--- Selected extract ---
[Start of section]

The differential diagnosis includes other dermal-based acral tumors, including supernumerary digits, subungual fibromas, neuromas, neurofibromas and sometimes plantar warts [122]. It is not clear whether peri-ungual fibrokeratomas represent the same tumor arising in a peri-ungual location [123, 124]. Supernumerary digits, neuromas, and neurofibromas display neural elements that are not present in acquired digital fibrokeratomas. In most cases, these structures are easily identified on routine sections, but special stains to identify neural elements may be helpful in some cases. Subungual fibromas do not have vertically oriented collagen, but often demonstrate peri-appendageal concentric fibrosis, stellate fibroblasts, and ectatic vessels. In some cases, the distinction from acquired digital fibrokeratoma may be difficult.

Acrochordons or “skin tags” are the most commonly seen fibrous proliferation. Prevalence increases with age, occurring equally in males and females [125]. Acrochordons are frequently seen in association with metabolic syndrome and in obese individuals [125].

[End of section]

--- Problems to solve ---
(1) Reproduce word for word the portion of the passage on acral fibrous tumors starting at "The differential diagnosis" and ending at "may be difficult.".
(2) Extend the passage on acral fibrous tumors, picking up after its final sentence.
The rows below are taken from a separate source and are unrelated to the passage on acral fibrous tumors.

--- Data listing ---

[Start of section]

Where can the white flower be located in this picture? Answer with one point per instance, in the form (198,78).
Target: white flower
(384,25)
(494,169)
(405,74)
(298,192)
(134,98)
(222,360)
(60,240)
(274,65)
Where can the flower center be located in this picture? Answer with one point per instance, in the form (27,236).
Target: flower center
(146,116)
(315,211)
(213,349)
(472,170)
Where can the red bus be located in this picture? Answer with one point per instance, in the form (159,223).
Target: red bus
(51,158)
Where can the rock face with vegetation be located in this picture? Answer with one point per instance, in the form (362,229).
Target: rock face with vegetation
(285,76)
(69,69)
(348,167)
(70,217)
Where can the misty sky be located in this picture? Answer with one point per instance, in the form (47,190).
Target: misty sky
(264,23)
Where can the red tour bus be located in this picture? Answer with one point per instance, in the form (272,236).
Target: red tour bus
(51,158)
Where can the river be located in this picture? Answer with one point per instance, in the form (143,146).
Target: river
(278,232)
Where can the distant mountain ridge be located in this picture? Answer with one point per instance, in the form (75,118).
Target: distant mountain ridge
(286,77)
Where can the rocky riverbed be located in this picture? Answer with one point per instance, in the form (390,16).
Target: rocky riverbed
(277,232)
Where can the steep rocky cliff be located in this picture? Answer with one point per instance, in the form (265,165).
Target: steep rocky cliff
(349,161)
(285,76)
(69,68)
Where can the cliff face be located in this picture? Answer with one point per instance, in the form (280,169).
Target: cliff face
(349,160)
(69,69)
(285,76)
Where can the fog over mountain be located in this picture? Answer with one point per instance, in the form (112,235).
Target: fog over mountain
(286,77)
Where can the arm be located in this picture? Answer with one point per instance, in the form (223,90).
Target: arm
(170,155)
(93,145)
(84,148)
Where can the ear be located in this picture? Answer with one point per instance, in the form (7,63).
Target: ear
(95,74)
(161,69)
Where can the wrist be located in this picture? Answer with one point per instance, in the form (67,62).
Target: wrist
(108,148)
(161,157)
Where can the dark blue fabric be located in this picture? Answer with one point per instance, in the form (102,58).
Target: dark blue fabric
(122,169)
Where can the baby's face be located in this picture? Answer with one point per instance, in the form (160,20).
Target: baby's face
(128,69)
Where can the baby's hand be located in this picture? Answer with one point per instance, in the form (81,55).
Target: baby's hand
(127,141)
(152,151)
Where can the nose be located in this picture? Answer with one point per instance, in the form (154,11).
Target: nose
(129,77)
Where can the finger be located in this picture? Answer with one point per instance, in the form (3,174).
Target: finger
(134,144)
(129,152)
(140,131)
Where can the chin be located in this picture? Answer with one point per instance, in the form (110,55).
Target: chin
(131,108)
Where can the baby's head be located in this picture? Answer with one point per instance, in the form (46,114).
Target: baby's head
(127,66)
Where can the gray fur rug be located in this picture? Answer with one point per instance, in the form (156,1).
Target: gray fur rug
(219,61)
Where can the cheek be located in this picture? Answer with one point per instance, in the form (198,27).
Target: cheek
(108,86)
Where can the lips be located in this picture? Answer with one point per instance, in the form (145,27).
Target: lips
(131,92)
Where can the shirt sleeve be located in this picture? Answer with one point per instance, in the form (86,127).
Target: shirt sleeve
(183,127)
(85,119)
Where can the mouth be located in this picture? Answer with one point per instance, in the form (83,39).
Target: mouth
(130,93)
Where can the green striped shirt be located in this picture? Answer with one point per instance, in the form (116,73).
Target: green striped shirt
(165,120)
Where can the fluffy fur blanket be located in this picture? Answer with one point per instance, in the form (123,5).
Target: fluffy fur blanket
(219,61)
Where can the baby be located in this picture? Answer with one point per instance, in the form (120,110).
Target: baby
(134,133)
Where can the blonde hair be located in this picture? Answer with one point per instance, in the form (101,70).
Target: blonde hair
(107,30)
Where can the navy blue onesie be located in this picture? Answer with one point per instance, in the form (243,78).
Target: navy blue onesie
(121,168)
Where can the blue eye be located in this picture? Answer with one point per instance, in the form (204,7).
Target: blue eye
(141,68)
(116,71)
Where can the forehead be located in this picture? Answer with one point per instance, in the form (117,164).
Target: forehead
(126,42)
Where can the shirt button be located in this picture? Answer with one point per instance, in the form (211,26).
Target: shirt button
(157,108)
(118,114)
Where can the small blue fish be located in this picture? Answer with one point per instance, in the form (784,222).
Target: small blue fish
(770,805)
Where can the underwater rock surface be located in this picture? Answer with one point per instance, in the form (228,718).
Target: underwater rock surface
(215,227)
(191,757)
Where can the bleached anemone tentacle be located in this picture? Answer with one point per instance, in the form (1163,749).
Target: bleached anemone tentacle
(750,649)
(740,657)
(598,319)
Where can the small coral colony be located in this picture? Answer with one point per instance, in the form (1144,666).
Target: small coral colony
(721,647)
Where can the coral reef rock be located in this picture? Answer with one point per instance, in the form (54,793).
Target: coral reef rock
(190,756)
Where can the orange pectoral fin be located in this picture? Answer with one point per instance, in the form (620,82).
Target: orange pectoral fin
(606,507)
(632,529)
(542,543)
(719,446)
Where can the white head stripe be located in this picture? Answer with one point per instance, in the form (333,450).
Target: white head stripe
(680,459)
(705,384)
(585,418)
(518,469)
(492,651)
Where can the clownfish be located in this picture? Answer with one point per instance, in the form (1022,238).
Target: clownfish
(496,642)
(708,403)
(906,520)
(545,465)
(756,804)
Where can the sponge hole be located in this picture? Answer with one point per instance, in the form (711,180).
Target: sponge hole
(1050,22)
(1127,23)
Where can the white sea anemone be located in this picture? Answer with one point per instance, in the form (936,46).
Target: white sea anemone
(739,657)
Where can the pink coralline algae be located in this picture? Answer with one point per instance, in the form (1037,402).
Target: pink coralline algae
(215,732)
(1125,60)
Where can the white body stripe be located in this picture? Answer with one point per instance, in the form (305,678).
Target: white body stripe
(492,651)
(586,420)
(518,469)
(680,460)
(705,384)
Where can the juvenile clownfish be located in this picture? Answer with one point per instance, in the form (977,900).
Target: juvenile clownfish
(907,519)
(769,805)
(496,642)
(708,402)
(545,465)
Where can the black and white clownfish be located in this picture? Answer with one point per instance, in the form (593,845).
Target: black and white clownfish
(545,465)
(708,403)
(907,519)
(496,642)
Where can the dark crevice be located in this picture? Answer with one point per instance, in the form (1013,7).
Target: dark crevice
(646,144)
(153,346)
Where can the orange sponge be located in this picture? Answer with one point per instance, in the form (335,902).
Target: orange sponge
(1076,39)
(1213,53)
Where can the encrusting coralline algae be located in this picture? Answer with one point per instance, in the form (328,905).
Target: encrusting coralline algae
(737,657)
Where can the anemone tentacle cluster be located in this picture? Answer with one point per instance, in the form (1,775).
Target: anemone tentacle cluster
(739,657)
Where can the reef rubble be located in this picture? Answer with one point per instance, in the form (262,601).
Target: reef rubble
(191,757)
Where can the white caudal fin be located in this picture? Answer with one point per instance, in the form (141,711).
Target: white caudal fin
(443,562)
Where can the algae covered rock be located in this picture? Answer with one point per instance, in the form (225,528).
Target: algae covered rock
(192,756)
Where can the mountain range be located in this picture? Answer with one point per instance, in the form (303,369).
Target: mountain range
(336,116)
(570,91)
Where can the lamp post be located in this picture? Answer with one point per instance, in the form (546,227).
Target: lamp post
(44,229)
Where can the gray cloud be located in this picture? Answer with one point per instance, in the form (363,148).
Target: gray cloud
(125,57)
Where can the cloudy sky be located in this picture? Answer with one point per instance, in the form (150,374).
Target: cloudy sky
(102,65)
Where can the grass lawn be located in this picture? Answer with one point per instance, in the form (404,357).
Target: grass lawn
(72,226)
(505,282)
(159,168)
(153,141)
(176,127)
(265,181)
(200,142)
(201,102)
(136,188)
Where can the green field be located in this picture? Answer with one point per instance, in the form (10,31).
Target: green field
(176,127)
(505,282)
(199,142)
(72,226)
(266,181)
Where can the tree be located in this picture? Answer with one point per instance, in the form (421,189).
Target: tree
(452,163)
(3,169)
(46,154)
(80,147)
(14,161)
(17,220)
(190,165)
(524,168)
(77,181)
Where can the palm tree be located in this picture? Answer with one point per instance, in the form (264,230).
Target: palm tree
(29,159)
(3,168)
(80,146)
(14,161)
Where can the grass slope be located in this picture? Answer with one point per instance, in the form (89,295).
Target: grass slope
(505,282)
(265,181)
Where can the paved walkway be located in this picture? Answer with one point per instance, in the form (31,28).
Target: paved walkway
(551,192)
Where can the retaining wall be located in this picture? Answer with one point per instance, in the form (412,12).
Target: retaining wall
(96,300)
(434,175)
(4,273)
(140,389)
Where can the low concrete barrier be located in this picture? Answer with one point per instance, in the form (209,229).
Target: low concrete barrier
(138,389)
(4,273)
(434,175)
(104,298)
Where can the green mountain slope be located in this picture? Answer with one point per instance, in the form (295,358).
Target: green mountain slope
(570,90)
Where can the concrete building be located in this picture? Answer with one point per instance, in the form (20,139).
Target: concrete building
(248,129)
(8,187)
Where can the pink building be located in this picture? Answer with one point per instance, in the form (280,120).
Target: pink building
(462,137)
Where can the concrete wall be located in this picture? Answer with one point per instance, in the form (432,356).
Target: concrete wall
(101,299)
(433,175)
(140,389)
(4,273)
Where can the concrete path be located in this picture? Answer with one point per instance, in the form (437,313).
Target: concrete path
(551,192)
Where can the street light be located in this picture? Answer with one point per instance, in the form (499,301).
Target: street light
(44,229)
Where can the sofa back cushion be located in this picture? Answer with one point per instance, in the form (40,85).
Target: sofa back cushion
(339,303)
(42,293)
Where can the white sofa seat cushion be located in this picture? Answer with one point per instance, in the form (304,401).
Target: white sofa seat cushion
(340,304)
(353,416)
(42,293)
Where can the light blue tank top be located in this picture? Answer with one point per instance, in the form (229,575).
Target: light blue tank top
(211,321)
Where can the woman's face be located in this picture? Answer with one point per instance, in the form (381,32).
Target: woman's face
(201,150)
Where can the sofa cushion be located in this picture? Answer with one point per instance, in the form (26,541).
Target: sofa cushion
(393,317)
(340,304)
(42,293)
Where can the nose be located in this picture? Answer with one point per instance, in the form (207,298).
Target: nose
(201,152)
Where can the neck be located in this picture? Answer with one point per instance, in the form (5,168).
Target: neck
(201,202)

[End of section]

--- Solved problems ---
(1)
The differential diagnosis includes other dermal-based acral tumors, including supernumerary digits, subungual fibromas, neuromas, neurofibromas and sometimes plantar warts [122]. It is not clear whether peri-ungual fibrokeratomas represent the same tumor arising in a peri-ungual location [123, 124]. Supernumerary digits, neuromas, and neurofibromas display neural elements that are not present in acquired digital fibrokeratomas. In most cases, these structures are easily identified on routine sections, but special stains to identify neural elements may be helpful in some cases. Subungual fibromas do not have vertically oriented collagen, but often demonstrate peri-appendageal concentric fibrosis, stellate fibroblasts, and ectatic vessels. In some cases, the distinction from acquired digital fibrokeratoma may be difficult.

(2)
Acrochordons present as skin-colored to hyperpigmented, pedunculated papules most commonly occurring at sites predisposed to persistent friction, such as the neck, axillae, and groin. Larger lesions with diameter up to 2 cm may be seen on the trunk. Acrochordons are benign but may be painful if they are irritated. Lesions can be removed easily by excision, cryosurgery, or electrodessication.

This common lesion has an epidermis that may be entirely normal, papillomatous, or acanthotic (Fig. 25.25). The dermis consists of variably ectatic blood vessels coursing in an unremarkable collagenous stroma. When there is trauma, the vessels may be markedly ectatic and thrombosed. Cutaneous appendages and adipocytes are ordinarily not present. Some authors use terms such as dermatolipoma for similar lesions that contain adipocytes, although there is little reason for this distinction because there is no difference in clinical course, prognosis or known systemic associations. Inflammation is present only secondary to trauma. Occasional stellate or pleomorphic fibroblasts may be present within the dermis in acrochordons. When they are extensive in number and mitoses are recognized, the name pseudosarcomatous polyp has been suggested, although these rare variants have not yet been described in children [126].

The differential diagnosis most commonly includes verruca vulgaris, although the characteristic epidermal changes of clumping of keratohyalin granules, focal parakeratosis, and keratinocyte vacuolization are not seen in acrochordons .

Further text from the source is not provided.